* **Task goal**
Pictures in the listing below are skipped, while the lines from the "Point to the boy's arm." line through the "Point to the palm tree trunk." line are returned word for word.

* **Record set**
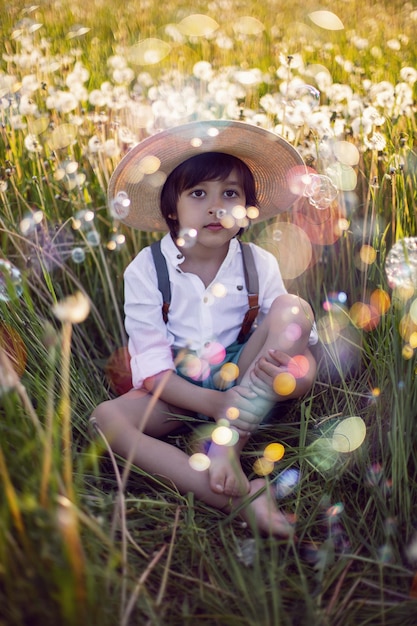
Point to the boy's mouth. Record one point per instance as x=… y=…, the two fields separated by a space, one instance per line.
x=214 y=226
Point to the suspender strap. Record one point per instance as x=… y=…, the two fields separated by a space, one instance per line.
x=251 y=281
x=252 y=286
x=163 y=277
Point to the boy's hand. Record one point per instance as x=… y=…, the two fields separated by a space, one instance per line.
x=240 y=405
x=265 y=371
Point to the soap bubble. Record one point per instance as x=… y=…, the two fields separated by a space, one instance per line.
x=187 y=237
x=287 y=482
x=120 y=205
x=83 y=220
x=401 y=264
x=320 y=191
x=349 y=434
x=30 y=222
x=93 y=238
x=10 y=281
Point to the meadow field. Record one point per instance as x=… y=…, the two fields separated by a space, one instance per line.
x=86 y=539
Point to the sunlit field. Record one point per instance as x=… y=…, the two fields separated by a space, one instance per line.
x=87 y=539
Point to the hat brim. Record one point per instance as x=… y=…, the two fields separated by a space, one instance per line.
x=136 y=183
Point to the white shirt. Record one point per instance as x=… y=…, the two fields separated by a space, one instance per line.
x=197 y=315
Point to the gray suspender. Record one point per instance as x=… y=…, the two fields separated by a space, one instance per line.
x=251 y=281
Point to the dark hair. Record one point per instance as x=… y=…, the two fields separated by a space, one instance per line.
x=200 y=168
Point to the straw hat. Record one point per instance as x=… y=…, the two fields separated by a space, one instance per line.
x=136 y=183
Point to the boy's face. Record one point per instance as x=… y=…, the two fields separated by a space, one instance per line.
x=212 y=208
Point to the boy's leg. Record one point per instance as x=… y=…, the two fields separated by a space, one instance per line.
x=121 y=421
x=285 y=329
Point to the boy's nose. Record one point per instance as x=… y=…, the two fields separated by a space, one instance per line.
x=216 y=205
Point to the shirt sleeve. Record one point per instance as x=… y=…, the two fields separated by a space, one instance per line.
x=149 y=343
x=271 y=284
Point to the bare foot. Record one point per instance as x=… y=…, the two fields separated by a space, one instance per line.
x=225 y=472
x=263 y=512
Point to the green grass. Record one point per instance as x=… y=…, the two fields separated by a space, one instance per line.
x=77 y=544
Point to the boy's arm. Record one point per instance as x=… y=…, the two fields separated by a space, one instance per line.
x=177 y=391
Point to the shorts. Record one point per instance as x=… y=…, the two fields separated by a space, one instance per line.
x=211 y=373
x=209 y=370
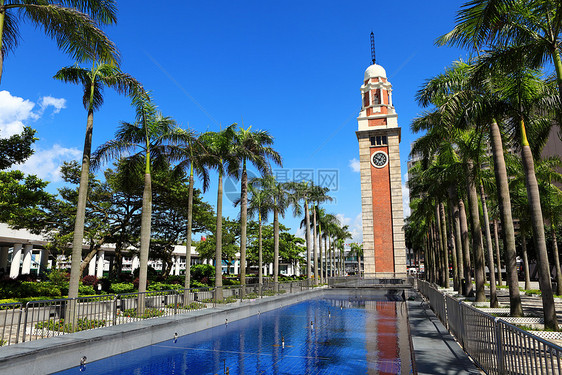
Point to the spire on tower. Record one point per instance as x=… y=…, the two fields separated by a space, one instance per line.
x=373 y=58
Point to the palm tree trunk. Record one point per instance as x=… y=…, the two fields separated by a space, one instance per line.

--

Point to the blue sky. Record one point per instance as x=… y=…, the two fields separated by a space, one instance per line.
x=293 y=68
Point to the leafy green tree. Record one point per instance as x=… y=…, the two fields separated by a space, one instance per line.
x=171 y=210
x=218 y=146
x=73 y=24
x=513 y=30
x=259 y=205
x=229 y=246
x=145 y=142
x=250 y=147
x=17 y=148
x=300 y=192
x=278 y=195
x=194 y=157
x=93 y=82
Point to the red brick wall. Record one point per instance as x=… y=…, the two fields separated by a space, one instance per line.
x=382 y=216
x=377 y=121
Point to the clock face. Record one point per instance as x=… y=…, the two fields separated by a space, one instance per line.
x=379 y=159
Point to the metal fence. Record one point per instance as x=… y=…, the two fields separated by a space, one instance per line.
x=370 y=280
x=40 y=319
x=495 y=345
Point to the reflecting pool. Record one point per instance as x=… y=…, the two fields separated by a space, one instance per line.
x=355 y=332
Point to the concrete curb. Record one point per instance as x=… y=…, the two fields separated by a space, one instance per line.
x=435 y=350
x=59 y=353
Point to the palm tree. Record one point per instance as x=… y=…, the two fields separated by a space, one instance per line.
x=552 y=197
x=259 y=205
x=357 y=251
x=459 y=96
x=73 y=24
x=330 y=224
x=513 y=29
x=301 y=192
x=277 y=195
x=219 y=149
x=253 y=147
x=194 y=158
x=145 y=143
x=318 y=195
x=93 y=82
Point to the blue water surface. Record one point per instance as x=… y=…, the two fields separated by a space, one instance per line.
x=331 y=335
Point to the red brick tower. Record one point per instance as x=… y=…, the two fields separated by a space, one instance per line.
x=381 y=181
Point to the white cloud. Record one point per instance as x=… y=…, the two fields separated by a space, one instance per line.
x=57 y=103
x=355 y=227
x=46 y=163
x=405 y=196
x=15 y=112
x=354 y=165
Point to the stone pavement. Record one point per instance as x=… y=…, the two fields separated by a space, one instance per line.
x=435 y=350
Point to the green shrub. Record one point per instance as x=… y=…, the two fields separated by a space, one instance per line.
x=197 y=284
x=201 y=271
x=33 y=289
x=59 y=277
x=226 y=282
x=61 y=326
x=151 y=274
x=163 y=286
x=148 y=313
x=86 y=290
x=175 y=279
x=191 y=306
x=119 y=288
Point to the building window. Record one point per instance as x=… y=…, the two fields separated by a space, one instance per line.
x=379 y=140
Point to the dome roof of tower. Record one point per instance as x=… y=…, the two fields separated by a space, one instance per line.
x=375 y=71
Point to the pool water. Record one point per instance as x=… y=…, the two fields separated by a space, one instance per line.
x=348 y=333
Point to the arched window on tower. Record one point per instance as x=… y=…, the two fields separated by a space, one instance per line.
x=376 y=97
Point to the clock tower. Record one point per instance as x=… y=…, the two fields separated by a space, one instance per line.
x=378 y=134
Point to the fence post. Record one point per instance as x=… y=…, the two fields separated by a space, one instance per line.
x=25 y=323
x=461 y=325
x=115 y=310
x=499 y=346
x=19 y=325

* **Answer**
Point to the boy's arm. Record one point per instance as x=… y=…, the two fields separated by a space, one instance per line.
x=177 y=391
Point to the shorts. Record one point per instance as x=… y=…, the two fields separated by a space, one instance per line.
x=211 y=373
x=209 y=370
Point to the spire on tower. Record one point per instance as x=… y=…, the two fields separated by a space, one instance per line.
x=373 y=58
Point to the palm tree trunk. Record one point per instance as x=… y=…, the two fields separated by a space, one instance per line.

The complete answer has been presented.